5.5. Securing your own funding for the purchase and any associated fees.
5.6. Notifying us immediately of any material change to your circumstances following the commencement of services.

6. Confidentiality and Non-disclosure

6.1. The Client agrees to keep all confidential information strictly confidential.
6.2. Confidential information includes, but is not limited to:
i. Addresses and details of any property deals.
ii. Seller, agent, developer, or intermediary information.
iii. Introductions, contacts, and sourcing methods.
iv. Deal analysis and appraisals.
6.3. The Client shall not reproduce, disclose, share, copy, or forward confidential information to any third party without prior written consent.
6.4. The Client is permitted to disclose confidential information strictly for the purpose of completing the transaction, for example sharing relevant details with their solicitor and mortgage broker.
6.5. These obligations continue indefinitely after the completion or termination of our services.

7. Non-Circumvention

7.1. The Client agrees not to directly or indirectly circumvent CDJ Deal Sourcing Limited.
7.2. Circumvention includes, but is not limited to:
i. Contacting sellers, agents, or intermediaries introduced by us for the purpose of completing the transaction without our involvement.

> [ENTRIES PROVIDED]:
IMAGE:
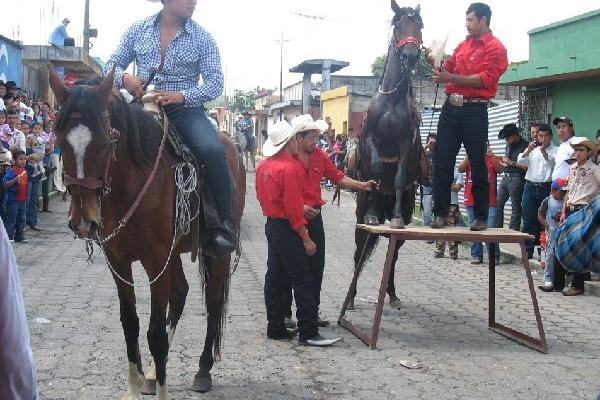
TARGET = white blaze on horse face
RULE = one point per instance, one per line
(79, 138)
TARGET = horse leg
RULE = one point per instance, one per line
(158, 340)
(131, 329)
(216, 298)
(178, 289)
(391, 289)
(399, 186)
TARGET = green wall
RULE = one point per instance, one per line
(580, 100)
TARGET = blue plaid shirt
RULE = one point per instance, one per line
(192, 54)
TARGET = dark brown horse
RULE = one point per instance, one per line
(390, 147)
(107, 143)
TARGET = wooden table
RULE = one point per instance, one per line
(492, 235)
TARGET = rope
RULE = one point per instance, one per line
(186, 181)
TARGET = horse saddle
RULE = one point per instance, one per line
(203, 202)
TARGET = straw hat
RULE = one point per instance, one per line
(278, 136)
(583, 141)
(305, 122)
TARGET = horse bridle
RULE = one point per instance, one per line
(91, 182)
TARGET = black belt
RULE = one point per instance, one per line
(540, 184)
(576, 207)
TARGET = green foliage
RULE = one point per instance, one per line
(422, 70)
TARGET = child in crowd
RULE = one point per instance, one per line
(15, 183)
(37, 144)
(454, 217)
(549, 215)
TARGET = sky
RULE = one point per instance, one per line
(248, 32)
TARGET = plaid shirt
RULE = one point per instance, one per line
(192, 54)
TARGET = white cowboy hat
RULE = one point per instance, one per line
(583, 141)
(305, 122)
(278, 136)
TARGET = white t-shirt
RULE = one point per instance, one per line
(16, 360)
(564, 152)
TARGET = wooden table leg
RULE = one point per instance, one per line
(534, 343)
(370, 340)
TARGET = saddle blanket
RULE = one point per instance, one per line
(578, 247)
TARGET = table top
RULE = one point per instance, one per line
(494, 235)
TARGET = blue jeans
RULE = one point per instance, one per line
(15, 219)
(33, 189)
(427, 200)
(533, 195)
(477, 247)
(201, 137)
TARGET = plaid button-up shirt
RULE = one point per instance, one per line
(192, 54)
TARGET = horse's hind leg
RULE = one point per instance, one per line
(217, 287)
(391, 289)
(157, 335)
(131, 329)
(177, 295)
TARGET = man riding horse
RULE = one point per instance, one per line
(182, 52)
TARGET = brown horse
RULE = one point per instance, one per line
(110, 150)
(390, 146)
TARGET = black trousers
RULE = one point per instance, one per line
(316, 262)
(287, 263)
(202, 139)
(466, 125)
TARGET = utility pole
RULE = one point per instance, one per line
(281, 41)
(86, 27)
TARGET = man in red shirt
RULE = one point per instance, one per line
(279, 181)
(471, 76)
(316, 165)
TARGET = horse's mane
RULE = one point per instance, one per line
(141, 129)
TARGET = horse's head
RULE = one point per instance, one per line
(407, 38)
(83, 133)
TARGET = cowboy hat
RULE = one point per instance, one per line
(583, 141)
(305, 122)
(278, 136)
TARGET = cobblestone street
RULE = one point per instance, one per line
(80, 352)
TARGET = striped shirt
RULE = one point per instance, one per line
(193, 54)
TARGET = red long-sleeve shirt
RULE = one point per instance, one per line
(279, 189)
(319, 165)
(485, 56)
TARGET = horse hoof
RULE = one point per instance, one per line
(202, 384)
(149, 386)
(371, 220)
(395, 303)
(397, 223)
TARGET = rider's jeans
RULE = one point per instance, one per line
(202, 139)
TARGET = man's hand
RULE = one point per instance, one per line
(166, 98)
(441, 76)
(309, 247)
(133, 84)
(310, 212)
(369, 185)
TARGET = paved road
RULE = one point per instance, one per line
(80, 354)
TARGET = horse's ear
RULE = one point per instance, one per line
(57, 86)
(105, 88)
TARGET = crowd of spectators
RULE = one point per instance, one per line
(545, 184)
(28, 160)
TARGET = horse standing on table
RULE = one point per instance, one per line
(112, 152)
(390, 146)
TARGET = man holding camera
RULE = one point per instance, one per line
(539, 157)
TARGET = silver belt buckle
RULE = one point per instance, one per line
(456, 99)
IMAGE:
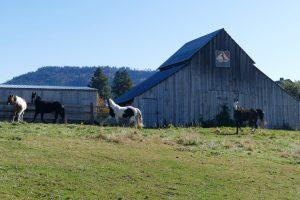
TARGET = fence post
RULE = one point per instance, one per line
(92, 118)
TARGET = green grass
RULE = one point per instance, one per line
(44, 161)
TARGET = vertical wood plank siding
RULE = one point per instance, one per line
(197, 91)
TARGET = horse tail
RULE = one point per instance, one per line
(140, 118)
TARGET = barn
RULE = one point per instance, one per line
(80, 102)
(203, 75)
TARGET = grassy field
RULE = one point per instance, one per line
(43, 161)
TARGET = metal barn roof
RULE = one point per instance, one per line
(149, 83)
(189, 49)
(4, 86)
(169, 67)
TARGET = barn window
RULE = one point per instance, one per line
(222, 58)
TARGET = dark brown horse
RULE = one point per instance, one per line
(42, 107)
(251, 116)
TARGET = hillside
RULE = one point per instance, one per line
(47, 161)
(72, 76)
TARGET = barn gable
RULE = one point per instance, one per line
(192, 89)
(173, 64)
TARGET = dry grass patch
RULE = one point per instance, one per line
(189, 139)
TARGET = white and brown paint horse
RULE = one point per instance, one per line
(250, 116)
(128, 112)
(20, 106)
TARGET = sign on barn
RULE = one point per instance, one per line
(193, 84)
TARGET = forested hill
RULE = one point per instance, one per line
(72, 76)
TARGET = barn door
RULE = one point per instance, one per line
(149, 112)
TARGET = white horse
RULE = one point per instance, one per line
(128, 112)
(20, 106)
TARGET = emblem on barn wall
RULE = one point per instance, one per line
(222, 58)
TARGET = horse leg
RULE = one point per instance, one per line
(237, 127)
(19, 116)
(14, 116)
(42, 117)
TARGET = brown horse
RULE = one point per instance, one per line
(243, 115)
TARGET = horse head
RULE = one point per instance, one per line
(11, 99)
(35, 97)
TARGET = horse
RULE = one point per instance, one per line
(42, 107)
(128, 112)
(20, 106)
(251, 116)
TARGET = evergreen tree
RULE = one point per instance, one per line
(121, 83)
(100, 82)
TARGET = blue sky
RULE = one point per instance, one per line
(143, 34)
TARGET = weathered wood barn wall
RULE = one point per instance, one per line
(190, 88)
(77, 100)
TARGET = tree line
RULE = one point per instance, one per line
(121, 83)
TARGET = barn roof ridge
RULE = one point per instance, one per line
(170, 66)
(9, 86)
(189, 49)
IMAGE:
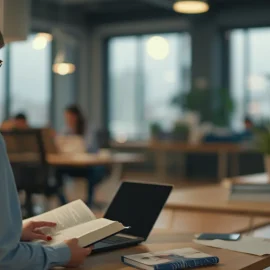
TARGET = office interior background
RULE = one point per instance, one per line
(145, 73)
(133, 57)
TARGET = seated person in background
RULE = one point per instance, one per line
(19, 122)
(16, 250)
(248, 132)
(75, 125)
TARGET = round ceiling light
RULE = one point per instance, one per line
(41, 40)
(157, 47)
(191, 6)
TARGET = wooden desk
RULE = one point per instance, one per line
(229, 260)
(84, 160)
(215, 199)
(161, 148)
(116, 160)
(79, 160)
(261, 178)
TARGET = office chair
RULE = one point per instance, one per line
(28, 159)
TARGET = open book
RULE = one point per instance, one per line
(76, 220)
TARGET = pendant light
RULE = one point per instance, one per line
(63, 61)
(191, 6)
(41, 40)
(61, 66)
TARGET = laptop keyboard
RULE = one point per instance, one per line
(113, 240)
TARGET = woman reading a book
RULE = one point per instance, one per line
(16, 250)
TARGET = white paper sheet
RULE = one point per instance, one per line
(247, 244)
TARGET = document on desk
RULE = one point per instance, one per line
(247, 244)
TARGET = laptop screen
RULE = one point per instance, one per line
(138, 205)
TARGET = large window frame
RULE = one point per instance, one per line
(248, 99)
(7, 77)
(106, 64)
(52, 105)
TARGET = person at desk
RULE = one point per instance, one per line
(16, 250)
(19, 122)
(75, 125)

> [PROMPT A]:
Translate this sentence from the client terms into Spanish: "The Client agrees not to directly or indirectly circumvent CDJ Deal Sourcing Limited."
> [PROMPT B]:
Answer these questions from the client terms above.
(i) What must the Client notify immediately after services begin?
(ii) Which two parties are given as examples of those the Client may share relevant details with to complete the transaction?
(iii) For how long do the confidentiality obligations continue after services end?
> [PROMPT C]:
Pick up the client terms at the end of the last line shown, and keep writing them in the same style.

> [EXERCISE OUTPUT A]:
El Cliente acepta no eludir directa ni indirectamente a CDJ Deal Sourcing Limited.

> [EXERCISE OUTPUT B]:
(i) Any material change to their circumstances.
(ii) Their solicitor and their mortgage broker.
(iii) Indefinitely.

> [EXERCISE OUTPUT C]:
ii. Attempting to negotiate or complete a transaction introduced by us independently without our involvement.
iii. Completing a transaction via a nominee, associate, company, or third party.
7.3. The non-circumvention obligations apply for 12 months from the date of first introduction.

8. Fees and Payment Terms

8.1. Our fees will be clearly disclosed within the Services Agreement.
8.2. A non-refundable upfront payment of £500 is payable before commencement of our services.
8.3. The remaining balance shall become due 7 days following completion of the services, regardless of whether the transaction proceeds to exchange or completion.
8.4. In the event of circumvention, the Client agrees to pay the full fee as defined by the Service Agreement.

9. Limitation of Guarantees and Liabilities

9.1. We cannot guarantee:
i. That any property deal proposed will proceed to exchange or completion.
ii. Rental income and yield.
iii. Capital growth.
iv. Profitability.
9.2. We are not liable for:
i. The failure of any property deal.
ii. Unforeseen costs or increases in costs.
iii. Market factors / fluctuations.
iv. Gazumping.
v. Actions or omissions of third parties.
vi. Any indirect or consequential financial loss.
9.3. Our total liability shall not exceed the total fees paid by the Client. 

10. Dispute Resolution and Complaints

10.1. We are committed to providing an honest, professional service to all our clients. In the event of a dispute, we will endeavour to act in good faith and resolve the matter amicably.
10.2. If at any point you are unhappy or concerned about the service we provide, please refer to our Internal Complaint’s Procedure, that will be provided prior to commencing our services.
10.3. If we are unable to satisfactorily resolve your complaint you have the right to refer your compliant to an independent redress scheme. See our Internal Complaint’s Procedure for further information.

11. Force Majeure

11.1. Where a force majeure event occurs, we shall not be liable for any failure, delay, or inability to progress or complete a property transaction.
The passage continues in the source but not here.